··· Input for this task ···

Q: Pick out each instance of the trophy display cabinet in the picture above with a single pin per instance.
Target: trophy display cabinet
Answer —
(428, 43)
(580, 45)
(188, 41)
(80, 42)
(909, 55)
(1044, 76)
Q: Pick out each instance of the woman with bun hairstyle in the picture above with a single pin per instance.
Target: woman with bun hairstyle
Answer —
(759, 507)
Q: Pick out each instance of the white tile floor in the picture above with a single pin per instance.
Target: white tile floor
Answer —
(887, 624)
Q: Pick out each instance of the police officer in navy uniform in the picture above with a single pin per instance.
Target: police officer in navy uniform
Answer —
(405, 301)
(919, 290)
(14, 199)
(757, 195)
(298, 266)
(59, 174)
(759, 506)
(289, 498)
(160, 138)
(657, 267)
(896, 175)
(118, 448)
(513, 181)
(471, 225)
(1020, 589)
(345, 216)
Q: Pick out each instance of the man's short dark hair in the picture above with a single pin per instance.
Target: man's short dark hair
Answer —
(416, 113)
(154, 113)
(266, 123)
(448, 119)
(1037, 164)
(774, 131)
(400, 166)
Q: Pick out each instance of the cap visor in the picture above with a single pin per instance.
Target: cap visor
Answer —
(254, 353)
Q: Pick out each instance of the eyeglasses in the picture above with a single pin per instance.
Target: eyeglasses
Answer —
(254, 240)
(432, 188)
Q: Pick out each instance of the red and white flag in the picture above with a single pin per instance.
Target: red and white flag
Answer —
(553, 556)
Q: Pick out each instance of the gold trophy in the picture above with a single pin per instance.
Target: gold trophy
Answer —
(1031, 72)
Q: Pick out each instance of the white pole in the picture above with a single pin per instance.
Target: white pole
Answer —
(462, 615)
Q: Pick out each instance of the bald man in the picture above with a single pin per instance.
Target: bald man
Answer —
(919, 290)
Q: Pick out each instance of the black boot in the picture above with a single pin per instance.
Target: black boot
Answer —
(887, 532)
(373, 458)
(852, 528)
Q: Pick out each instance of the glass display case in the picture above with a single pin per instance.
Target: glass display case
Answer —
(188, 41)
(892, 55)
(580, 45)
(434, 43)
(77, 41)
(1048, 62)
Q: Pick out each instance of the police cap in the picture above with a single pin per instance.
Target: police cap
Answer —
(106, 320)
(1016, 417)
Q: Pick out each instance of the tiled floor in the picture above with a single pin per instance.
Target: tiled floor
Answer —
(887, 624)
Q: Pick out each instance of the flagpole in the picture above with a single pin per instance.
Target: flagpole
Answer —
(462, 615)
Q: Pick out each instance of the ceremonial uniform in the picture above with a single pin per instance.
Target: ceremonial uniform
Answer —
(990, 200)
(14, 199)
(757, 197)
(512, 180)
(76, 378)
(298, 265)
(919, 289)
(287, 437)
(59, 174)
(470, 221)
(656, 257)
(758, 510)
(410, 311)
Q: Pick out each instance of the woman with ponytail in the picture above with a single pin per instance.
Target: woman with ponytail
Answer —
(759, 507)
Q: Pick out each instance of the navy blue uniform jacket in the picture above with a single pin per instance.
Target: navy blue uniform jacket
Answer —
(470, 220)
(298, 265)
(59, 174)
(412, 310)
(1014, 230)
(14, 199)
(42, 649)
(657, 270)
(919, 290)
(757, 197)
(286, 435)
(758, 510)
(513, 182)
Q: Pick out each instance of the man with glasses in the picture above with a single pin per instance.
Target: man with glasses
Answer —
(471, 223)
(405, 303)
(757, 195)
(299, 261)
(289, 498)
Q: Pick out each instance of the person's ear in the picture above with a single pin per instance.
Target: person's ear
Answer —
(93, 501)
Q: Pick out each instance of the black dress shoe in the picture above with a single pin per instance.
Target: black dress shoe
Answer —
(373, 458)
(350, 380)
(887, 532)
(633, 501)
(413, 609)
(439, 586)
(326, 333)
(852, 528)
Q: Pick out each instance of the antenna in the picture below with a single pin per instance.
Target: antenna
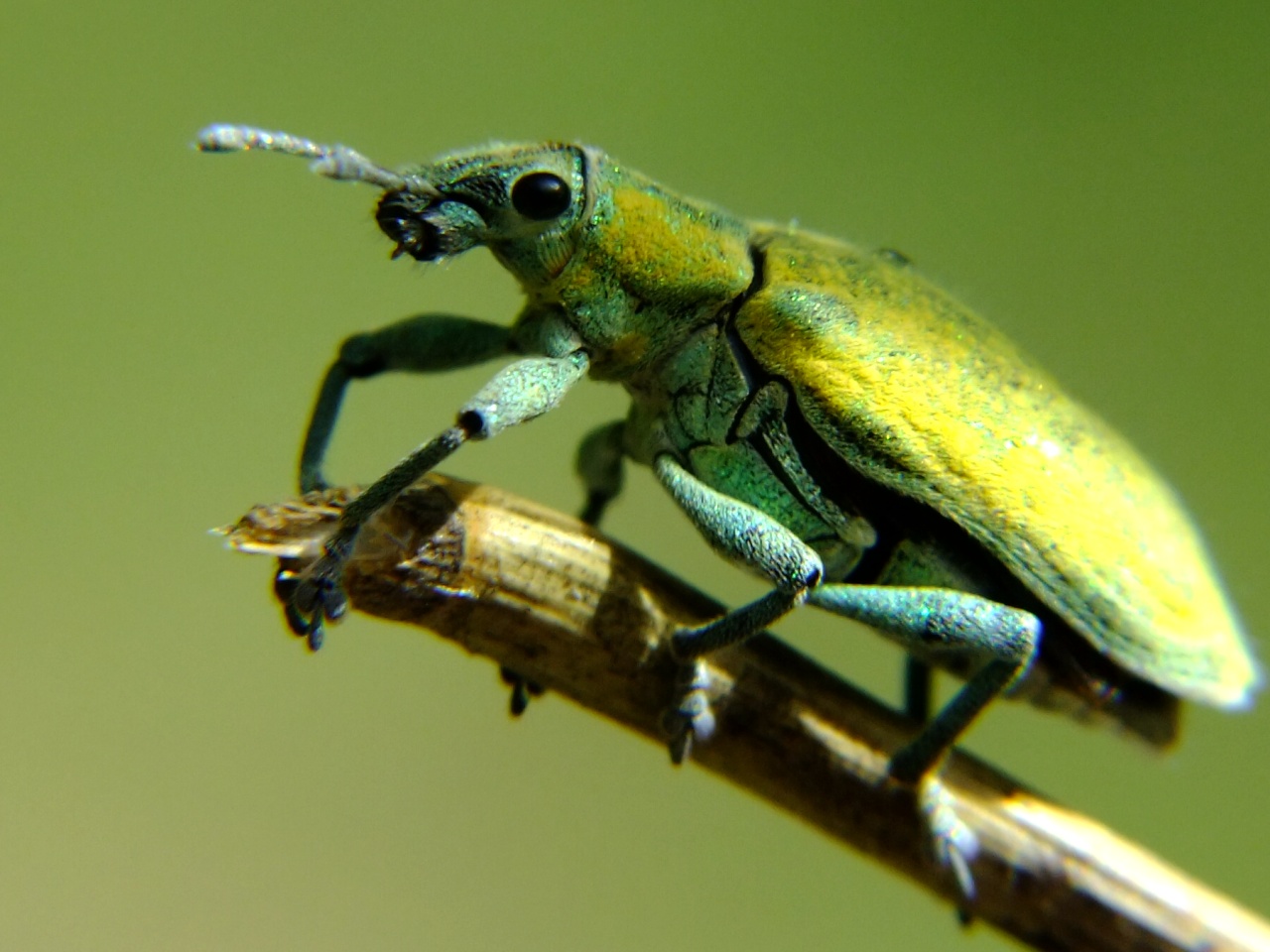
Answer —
(339, 163)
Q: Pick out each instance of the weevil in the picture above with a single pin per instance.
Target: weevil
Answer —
(825, 416)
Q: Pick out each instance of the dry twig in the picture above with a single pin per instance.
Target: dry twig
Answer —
(562, 606)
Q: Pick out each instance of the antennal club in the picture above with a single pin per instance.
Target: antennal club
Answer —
(339, 163)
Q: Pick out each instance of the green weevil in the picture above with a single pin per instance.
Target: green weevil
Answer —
(825, 416)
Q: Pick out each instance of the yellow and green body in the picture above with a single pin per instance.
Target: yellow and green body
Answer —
(825, 416)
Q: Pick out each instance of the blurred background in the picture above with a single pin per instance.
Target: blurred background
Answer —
(177, 772)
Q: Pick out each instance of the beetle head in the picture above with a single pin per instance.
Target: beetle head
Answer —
(524, 202)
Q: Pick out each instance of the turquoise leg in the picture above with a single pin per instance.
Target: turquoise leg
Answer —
(743, 535)
(518, 393)
(421, 344)
(931, 621)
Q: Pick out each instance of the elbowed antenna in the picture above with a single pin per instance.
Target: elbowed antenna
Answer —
(335, 162)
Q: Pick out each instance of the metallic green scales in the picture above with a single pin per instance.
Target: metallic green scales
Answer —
(825, 416)
(922, 397)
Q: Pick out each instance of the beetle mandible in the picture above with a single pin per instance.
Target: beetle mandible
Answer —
(826, 417)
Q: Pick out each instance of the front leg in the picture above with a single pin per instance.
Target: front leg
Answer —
(518, 393)
(421, 344)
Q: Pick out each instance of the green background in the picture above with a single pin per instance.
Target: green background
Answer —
(176, 772)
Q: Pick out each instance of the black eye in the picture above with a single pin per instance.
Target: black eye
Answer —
(540, 195)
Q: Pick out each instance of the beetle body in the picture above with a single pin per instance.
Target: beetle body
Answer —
(825, 416)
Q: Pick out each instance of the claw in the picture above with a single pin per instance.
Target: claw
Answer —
(955, 846)
(310, 597)
(693, 719)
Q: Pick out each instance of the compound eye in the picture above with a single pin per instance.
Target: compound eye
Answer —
(540, 195)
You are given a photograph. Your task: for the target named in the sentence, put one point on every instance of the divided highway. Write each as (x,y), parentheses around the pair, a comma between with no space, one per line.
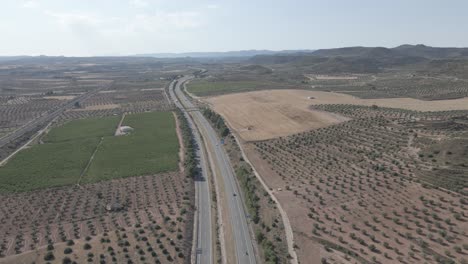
(203,246)
(237,216)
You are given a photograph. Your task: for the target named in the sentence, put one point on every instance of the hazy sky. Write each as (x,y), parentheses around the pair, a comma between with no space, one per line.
(121,27)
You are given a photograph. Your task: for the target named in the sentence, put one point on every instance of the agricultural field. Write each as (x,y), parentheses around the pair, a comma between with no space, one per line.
(86,151)
(378,188)
(150,221)
(393,85)
(272,113)
(151,148)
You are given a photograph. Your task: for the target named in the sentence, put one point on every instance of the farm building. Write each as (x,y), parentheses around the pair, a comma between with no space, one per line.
(123,130)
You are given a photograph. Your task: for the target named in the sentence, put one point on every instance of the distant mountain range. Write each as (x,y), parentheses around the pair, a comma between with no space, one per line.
(370,59)
(403,50)
(226,54)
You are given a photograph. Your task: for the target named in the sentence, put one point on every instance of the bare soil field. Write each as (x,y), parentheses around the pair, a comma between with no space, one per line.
(269,114)
(375,189)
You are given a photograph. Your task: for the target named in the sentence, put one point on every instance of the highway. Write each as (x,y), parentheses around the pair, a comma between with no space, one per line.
(45,118)
(203,246)
(237,215)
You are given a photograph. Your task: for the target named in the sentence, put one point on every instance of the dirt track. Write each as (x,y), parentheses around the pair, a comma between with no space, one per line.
(274,113)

···

• _Brief_
Once the pictures are set aside, give every line above again without alteration.

• _Answer_
Q: Pick out each instance of the trophy display cabinet in the picture above with a single pin per instance.
Target: trophy display cabinet
Answer —
(428, 43)
(580, 45)
(188, 41)
(80, 42)
(909, 55)
(1044, 76)
Q: Pick out each instance of the woman with bun hairstyle in the picture above with a single pin per instance.
Target: woman with bun hairstyle
Answer —
(759, 507)
Q: Pick out each instance of the white tile floor in the picture above with a single pin per instance.
Target: white tile floor
Answer —
(887, 624)
Q: Pick out each instance of the police officer in navy uniform in the picture above with a single pin per instance.
Target: police officer in navy uniform
Answer —
(405, 301)
(919, 290)
(14, 199)
(757, 195)
(298, 266)
(59, 174)
(759, 506)
(289, 498)
(160, 138)
(657, 267)
(896, 175)
(118, 448)
(513, 181)
(471, 225)
(1020, 589)
(345, 216)
Q: Pick out each instance of the man's short dark hair in the picture above with a single pin per instance.
Target: man's short dark hair
Answer —
(416, 113)
(154, 113)
(266, 123)
(448, 119)
(1037, 164)
(774, 131)
(400, 166)
Q: Pick out each instance of the cap visor in the picture above with a single pin per instance.
Target: cap visor
Answer —
(254, 353)
Q: Pick out each instance of the eyeglasses in the picture above with a single pin per instance.
Target: eyeglasses
Answer —
(254, 240)
(432, 188)
Q: Pick out each instance of the red and white flag in the picture above with a single pin per instance.
Target: red and white flag
Answer —
(553, 556)
Q: Pick out each instance of the gold trophy in the picture above with a single pin per instance.
Target: gold trophy
Answer —
(1031, 72)
Q: Pick out each instance of the white pole in the picture above with a single pin per instance.
Target: white pole
Answer —
(462, 615)
Q: Pick out each instance of the bald man in the picture above with a single pin per instance.
Target: bald man
Answer —
(919, 290)
Q: Pick out each instance of the black boot in the picture above with a single pin per instance.
Target: black boot
Answer —
(887, 532)
(373, 458)
(852, 528)
Q: Pick out each instance of the glass display case in the picture above with a single pin per instance.
Target: glass display case
Answer —
(188, 41)
(892, 55)
(580, 45)
(434, 43)
(77, 41)
(1048, 62)
Q: Pick out each instance of the police cap in the picture above with a single pin per instance.
Target: police cap
Answer —
(106, 320)
(1016, 417)
Q: Pick out each instance of the tiled floor in the picture above with a single pin per instance.
Target: tiled floor
Answer —
(887, 624)
Q: Pick out each instance of the flagpole in the picture above with a single pin per instance.
Target: flagpole
Answer —
(462, 615)
Q: Pick out each instance of the ceremonial uniform in the picture above with a single pin per instance.
Target: ceremonial uniform
Answer —
(990, 200)
(14, 199)
(757, 197)
(512, 180)
(76, 378)
(298, 265)
(919, 289)
(287, 437)
(59, 174)
(470, 221)
(656, 257)
(758, 510)
(410, 311)
Q: Pick out each instance of the woman with ponytail in the picture above with a single pin per instance.
Target: woman with ponytail
Answer —
(759, 507)
Q: Pick out each instance of the navy blue uniform jacket in the picture above with a single pin per instance.
Target: navy blue uniform jacket
Answer —
(470, 220)
(298, 265)
(59, 174)
(412, 310)
(1014, 230)
(14, 199)
(42, 649)
(657, 270)
(919, 290)
(757, 197)
(286, 435)
(758, 510)
(513, 182)
Q: Pick out each instance of the man with glasses in the picture above with a single pin per instance.
Target: man with glasses
Answer —
(471, 223)
(405, 303)
(757, 195)
(299, 261)
(289, 498)
Q: Pick out each instance of the person's ear in the picture above with a single pin per instance.
Target: person's ear
Answer —
(93, 501)
Q: Pick out each instance of the black dress shoe in the picture above with a single pin per instance.
Target: black dress shoe
Answer —
(373, 458)
(350, 380)
(887, 532)
(633, 501)
(413, 609)
(439, 586)
(326, 333)
(852, 528)
Q: Pick out each instance of the antenna in the picture below with a single pin per instance.
Target: antenna
Answer —
(339, 163)
Q: Pick out each instance of the weevil in the picture above with a single pin per instance.
Target: weevil
Answer —
(825, 416)
Q: Pick out each instance of the dry twig in the picture above with a single pin per instance.
Target: dry twig
Answer —
(562, 606)
Q: Pick out each instance of the antennal club in the picture above with a single pin per instance.
Target: antennal club
Answer —
(339, 163)
Q: Pick out each instance of the green weevil in the picture above with a single pin per instance.
Target: green weevil
Answer —
(825, 416)
Q: Pick out each instance of the yellow and green body in the picture above with a single pin per instance.
Target: yellow and green body
Answer —
(825, 416)
Q: Pick out each instance of the blurred background in the picture above with a single pin per instance.
Target: blurred background
Answer —
(177, 772)
Q: Pick out each instance of the beetle head in the picture above with a single pin per instance.
Target: beetle head
Answer —
(524, 202)
Q: Pick out each instance of the turquoise leg in the picture above with a single pin per instance.
Target: turquoise leg
Answer —
(743, 535)
(518, 393)
(421, 344)
(931, 621)
Q: Pick out each instance of the elbowed antenna in the picture above with a single pin per instance.
Target: elbowed antenna
Answer —
(335, 162)
Q: Pick out each instance of the metallic green scales in the picture above with a single pin per instance.
Target: metallic green scales
Answer —
(825, 416)
(922, 397)
Q: Pick out each instance of the beetle mandible in the picture above with a single pin per instance.
Target: beetle mandible
Answer —
(826, 417)
Q: Pick out each instance of the front leg in the picture above with a single pin per instance.
Target: front leg
Answer —
(518, 393)
(421, 344)
Q: Pick out each instance of the green background in the picture above with a single pin per instance.
Target: green background
Answer —
(176, 772)
Q: Pick out each instance of the black eye in the picture above with a single pin per instance.
Target: black eye
Answer —
(540, 195)
Q: Pick out each instance of the beetle body in the picture above with a single pin per instance.
Target: beetle body
Answer —
(825, 416)
Q: Pick out each instance of the claw in the picture above with a single pin per instance.
Target: claw
Answer —
(955, 846)
(310, 597)
(693, 719)
Q: Pick out each instance of the compound eye in the picture above with a single pin per instance.
Target: compound eye
Answer —
(540, 195)
You are given a photograph. Your task: for the target named in the sentence, put one point on every instance of the divided highway. Write each as (x,y), parentheses around the pair, a comma between with no space, one per line.
(203,246)
(237,216)
You are given a photograph. Your task: for the target named in the sentence, put one point on every instance of the hazy sky. Write each as (x,y), parentheses around the pair, a comma between with no space, one per line.
(121,27)
You are given a photograph. Your task: for the target named in the sentence, put one point on every instance of the agricultural field. Write each as (x,y), parentheses around the pair, a comma between with no space, one per line.
(86,151)
(378,188)
(150,221)
(393,85)
(272,113)
(151,148)
You are given a photograph. Your task: for the target named in the sentence, put one point on every instance of the farm building. Write each as (x,y), parentheses around the pair, a comma between with no space, one per line.
(123,130)
You are given a photograph. Your task: for the target named in the sentence, put one point on every instance of the distant mountain range. Write each as (x,y), parentheses around the pair, a comma between with no space, one per line.
(370,59)
(403,50)
(226,54)
You are given a photograph. Your task: for the target named in the sentence, put one point on every instance of the bare soil field. Write each as (x,y), parentheses around the pair, a comma between with no space, one per line.
(269,114)
(375,189)
You are given a photograph. Your task: for the target named in the sentence, put one point on every instance of the highway. Write each as (x,y), parentheses around the pair, a comma between with no space, one per line.
(45,118)
(203,246)
(237,215)
You are given a photograph. Your task: for the target named in the sentence, put one point on every instance of the dirt track. Write each as (x,y), parentheses around the pair, a comma between with no space, one per line.
(274,113)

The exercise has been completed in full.